[Stored data]

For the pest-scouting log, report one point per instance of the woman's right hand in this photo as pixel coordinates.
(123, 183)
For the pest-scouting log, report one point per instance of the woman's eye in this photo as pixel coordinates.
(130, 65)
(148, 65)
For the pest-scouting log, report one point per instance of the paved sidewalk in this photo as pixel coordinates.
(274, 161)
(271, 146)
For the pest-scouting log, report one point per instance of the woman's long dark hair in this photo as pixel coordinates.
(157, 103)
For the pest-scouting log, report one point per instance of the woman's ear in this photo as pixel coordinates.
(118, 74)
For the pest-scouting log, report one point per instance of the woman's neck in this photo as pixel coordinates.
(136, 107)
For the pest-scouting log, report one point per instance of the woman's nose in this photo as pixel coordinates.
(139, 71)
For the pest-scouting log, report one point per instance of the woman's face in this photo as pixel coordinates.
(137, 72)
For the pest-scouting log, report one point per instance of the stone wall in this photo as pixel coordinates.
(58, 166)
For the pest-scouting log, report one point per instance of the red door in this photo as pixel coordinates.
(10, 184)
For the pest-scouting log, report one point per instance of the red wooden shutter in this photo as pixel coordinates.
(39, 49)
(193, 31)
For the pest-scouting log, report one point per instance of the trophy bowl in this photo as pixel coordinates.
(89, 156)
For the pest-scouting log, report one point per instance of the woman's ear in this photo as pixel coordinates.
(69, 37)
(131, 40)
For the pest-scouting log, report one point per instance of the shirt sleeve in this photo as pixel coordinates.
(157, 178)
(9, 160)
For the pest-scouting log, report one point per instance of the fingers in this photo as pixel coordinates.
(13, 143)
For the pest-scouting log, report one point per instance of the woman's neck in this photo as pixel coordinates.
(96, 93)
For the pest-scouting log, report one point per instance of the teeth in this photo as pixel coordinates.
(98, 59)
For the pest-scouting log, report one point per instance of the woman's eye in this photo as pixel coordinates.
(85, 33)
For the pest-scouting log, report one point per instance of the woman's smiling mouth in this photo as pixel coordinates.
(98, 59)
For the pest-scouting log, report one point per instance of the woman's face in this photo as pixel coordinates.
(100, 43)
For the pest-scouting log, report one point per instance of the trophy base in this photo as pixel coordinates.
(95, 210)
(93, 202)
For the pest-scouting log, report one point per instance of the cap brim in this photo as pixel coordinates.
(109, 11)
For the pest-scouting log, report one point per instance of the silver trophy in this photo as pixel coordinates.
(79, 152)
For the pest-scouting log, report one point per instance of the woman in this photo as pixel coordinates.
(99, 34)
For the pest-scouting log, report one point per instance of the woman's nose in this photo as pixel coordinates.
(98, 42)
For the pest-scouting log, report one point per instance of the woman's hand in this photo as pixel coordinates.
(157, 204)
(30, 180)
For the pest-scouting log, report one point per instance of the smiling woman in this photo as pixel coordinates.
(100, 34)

_Problem to work on_
Swap "pest-scouting log" for "field survey log" throughout these lines and leave everything else unchanged.

_Response to the task_
For the field survey log, report one point per instance of the woman's right hand in this photo as pixel coordinates.
(123, 183)
For the field survey log, report one point per instance of the woman's eye in this photo as pixel coordinates.
(130, 65)
(148, 65)
For the field survey log, report one point per instance of the paved sidewalk in this photo as pixel coordinates.
(274, 161)
(271, 146)
For the field survey log, report one point per instance of the woman's long dark hair in this photo as pixel coordinates.
(157, 103)
For the field survey log, report one point per instance of the woman's ear in this photo as pixel coordinates.
(118, 74)
For the field survey log, report one point per instance of the woman's neck in this photo as pixel coordinates.
(136, 107)
For the field survey log, report one point per instance of the woman's nose in this photo as pixel coordinates.
(139, 71)
For the field survey log, report one point per instance of the woman's face in this photo as pixel coordinates.
(137, 72)
For the field survey log, report one point per instance of the stone wall in this photo as pixel coordinates.
(58, 166)
For the field survey log, report one point per instance of the red door in this photo as pixel coordinates.
(10, 184)
For the field survey log, report one point per instance of the red wooden shutter in this photo as pixel coordinates.
(39, 49)
(193, 31)
For the field survey log, report one point per instance of the trophy bowl in this photo as pixel coordinates.
(89, 156)
For the field survey log, report one point per instance of the woman's ear in this photo as pixel coordinates.
(69, 37)
(131, 40)
For the field survey log, report one point per instance of the shirt sleeve in this photo as pixel coordinates.
(157, 178)
(9, 160)
For the field survey log, report one point per instance of the fingers in this photo as pixel coordinates.
(13, 143)
For the field survey log, report one point per instance of the woman's neck in this photo as pixel coordinates.
(96, 93)
For the field survey log, report one point per instance of the teeth in this photo as pixel coordinates.
(98, 59)
For the field survey log, report one point per instance of the woman's eye in this photo as pixel coordinates.
(85, 33)
For the field survey log, report one point per instance of the woman's smiling mouth in this photo as pixel coordinates.
(98, 59)
For the field survey log, report one point per instance of the woman's face in this photo as pixel coordinates.
(100, 43)
For the field survey log, report one point per instance of the trophy base in this photo as pixel coordinates.
(95, 210)
(93, 202)
For the field survey log, report one point per instance of the cap brim in this photo as pixel coordinates.
(109, 11)
For the field survey log, report one point per instance of the silver trophy in this photo as pixel coordinates.
(79, 152)
For the field survey log, report one point per instance of the woman in this photo as pixel coordinates.
(99, 34)
For the field survey log, report one point per instance of the woman's nose in this photo as pixel coordinates.
(98, 42)
For the field survey log, report one point per instance of the woman's hand in this photo as pixel coordinates.
(157, 204)
(30, 180)
For the field survey log, report one point per instance of the smiling woman in this photo as pixel coordinates.
(100, 34)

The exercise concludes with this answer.